(Source material begins)
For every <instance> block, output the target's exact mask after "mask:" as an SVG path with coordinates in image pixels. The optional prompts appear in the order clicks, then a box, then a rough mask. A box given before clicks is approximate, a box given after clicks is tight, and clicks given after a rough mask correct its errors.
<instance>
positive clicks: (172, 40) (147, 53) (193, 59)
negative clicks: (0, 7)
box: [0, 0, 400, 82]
(Source material ends)
### Task directions
Every entry, from first to last, should be written out exactly.

### Written response
For every <instance> block, output the target's exact mask after "mask:" as an SVG path with coordinates in image pixels. The optional prompts appear in the order clicks, then a box, then a rough mask. A box given before clicks is approximate, a box given after clicks is tight, and clicks given after a rough mask correct its errors.
<instance>
positive clicks: (172, 40) (147, 53) (193, 59)
negative clicks: (0, 7)
box: [0, 0, 400, 82]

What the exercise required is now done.